## WHAT THE TASK ASKS
Print, exactly and completely, every entry in the data.

::: SUPPLIED DATA

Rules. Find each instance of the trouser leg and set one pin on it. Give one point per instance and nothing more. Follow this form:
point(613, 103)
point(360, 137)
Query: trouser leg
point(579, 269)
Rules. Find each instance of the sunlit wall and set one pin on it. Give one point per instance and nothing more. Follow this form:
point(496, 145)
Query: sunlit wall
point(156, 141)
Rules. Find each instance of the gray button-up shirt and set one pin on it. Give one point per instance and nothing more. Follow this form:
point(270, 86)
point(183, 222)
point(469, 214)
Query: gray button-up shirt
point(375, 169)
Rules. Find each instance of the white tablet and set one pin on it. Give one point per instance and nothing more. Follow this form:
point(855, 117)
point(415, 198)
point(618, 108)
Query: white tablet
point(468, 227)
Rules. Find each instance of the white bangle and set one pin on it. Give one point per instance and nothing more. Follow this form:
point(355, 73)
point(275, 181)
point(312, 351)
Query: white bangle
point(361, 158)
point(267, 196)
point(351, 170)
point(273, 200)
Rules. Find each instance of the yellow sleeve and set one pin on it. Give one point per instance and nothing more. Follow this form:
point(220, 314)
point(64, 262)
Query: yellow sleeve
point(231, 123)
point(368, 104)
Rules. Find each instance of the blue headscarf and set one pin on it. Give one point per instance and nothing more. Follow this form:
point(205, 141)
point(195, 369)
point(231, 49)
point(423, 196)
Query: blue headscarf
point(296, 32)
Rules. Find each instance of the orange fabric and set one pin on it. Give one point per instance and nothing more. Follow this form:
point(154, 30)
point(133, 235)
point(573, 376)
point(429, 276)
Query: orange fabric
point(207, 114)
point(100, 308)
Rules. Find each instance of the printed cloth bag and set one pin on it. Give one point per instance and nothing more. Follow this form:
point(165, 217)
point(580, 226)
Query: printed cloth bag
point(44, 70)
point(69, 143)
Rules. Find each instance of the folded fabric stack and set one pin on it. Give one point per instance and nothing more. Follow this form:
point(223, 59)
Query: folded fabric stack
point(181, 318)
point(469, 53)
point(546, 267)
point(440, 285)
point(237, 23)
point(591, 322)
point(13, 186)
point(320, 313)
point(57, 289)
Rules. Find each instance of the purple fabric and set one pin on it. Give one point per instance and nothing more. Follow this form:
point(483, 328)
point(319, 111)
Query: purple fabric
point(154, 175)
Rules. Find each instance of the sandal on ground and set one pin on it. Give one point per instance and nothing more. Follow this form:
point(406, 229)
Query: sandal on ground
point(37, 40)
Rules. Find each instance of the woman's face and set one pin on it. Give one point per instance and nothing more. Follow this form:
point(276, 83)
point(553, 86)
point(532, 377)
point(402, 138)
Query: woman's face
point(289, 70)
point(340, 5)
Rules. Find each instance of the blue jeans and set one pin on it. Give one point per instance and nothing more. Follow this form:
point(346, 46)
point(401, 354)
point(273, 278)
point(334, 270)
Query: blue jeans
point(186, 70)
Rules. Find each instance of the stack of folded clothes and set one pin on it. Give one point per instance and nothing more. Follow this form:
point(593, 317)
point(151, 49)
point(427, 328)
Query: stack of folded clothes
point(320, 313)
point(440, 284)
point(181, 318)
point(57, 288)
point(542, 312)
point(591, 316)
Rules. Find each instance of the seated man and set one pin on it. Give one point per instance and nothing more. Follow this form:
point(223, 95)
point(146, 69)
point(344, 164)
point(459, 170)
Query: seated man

::::::

## ANSWER SECTION
Rules. Find each instance of the trouser leg and set one pin on it. Give one point per instance and nothing more. Follow this form:
point(613, 103)
point(360, 137)
Query: trouser leg
point(579, 269)
Rules. Find each instance of the sunlit wall and set one pin on it. Give one point per instance and nothing more. Follow this form:
point(496, 145)
Query: sunlit wall
point(156, 141)
Rules. Find each instance of the gray button-up shirt and set one pin on it. Give one point per instance and nothing more. Follow this form:
point(270, 86)
point(183, 222)
point(469, 214)
Query: gray button-up shirt
point(375, 169)
Rules. Find each instance of the white tablet and set one pin on it. Give one point per instance and nothing more. Follow this form:
point(855, 117)
point(415, 198)
point(618, 108)
Query: white tablet
point(468, 227)
Rules. Find each instance of the white bangle and set one pin on it. Give one point per instance and nothing more. Follow this form:
point(355, 73)
point(275, 181)
point(312, 351)
Query: white bangle
point(361, 158)
point(267, 196)
point(351, 170)
point(273, 200)
Rules. Find each instance of the yellow sleeve and set one pin on it. Give one point per instance and nothing more. Follow this form:
point(220, 314)
point(64, 262)
Query: yellow sleeve
point(231, 123)
point(368, 104)
Rules. Find each instance of the blue headscarf and set one pin on it. Give one point per instance and nothing more. Follow this form:
point(205, 141)
point(195, 369)
point(231, 49)
point(423, 196)
Query: blue headscarf
point(296, 32)
Rules. Find each instance of the orange fabric and set one pin on it. Give one point per instance and nothing more. Follow this form:
point(154, 30)
point(133, 235)
point(573, 376)
point(429, 276)
Query: orange fabric
point(207, 114)
point(100, 308)
Rules. Find each instance of the printed cloth bag and set one pin on it. Give one point per instance and nothing more. Follow this form:
point(165, 217)
point(580, 226)
Query: printed cloth bag
point(44, 70)
point(69, 143)
Rules. Find each instance of the folded fabric stack and set one pin on it. Give one point per instance and nothing more. Follow this form:
point(223, 59)
Query: folded fabric stack
point(181, 318)
point(469, 53)
point(546, 267)
point(440, 285)
point(237, 23)
point(591, 322)
point(13, 186)
point(320, 313)
point(57, 289)
Rules. Find each instance of the purple fabric and set one pin on it. Give one point per instance and nothing more. Follow this form:
point(483, 328)
point(319, 111)
Query: purple fabric
point(154, 175)
Rules. Find each instance of the sandal on ground and set one pin on it. Give one point per instance and nothing more. Follow this form:
point(406, 229)
Query: sandal on ground
point(37, 40)
Rules. Find each instance of the woman's face and set one pin on it. Give one point per instance and nothing more. Follow this form:
point(276, 83)
point(553, 86)
point(532, 377)
point(402, 138)
Query: woman's face
point(289, 70)
point(340, 5)
Rules. Find each instance of the blue jeans and set one pin on it. Give one point per instance and nothing more. Follow this form:
point(346, 46)
point(401, 354)
point(273, 278)
point(334, 270)
Query: blue jeans
point(186, 70)
Rules. Find each instance of the stack of folded clothes and set one pin on it. Give one point per instance and nothing more. Follow this form:
point(593, 317)
point(151, 49)
point(427, 328)
Query: stack of folded clothes
point(320, 313)
point(440, 284)
point(181, 318)
point(57, 288)
point(542, 312)
point(591, 316)
Rules. Find each instance of the seated man and set one pin on it. Give one point per instance and nothing more. Follow this form:
point(223, 95)
point(146, 69)
point(344, 164)
point(459, 170)
Query: seated man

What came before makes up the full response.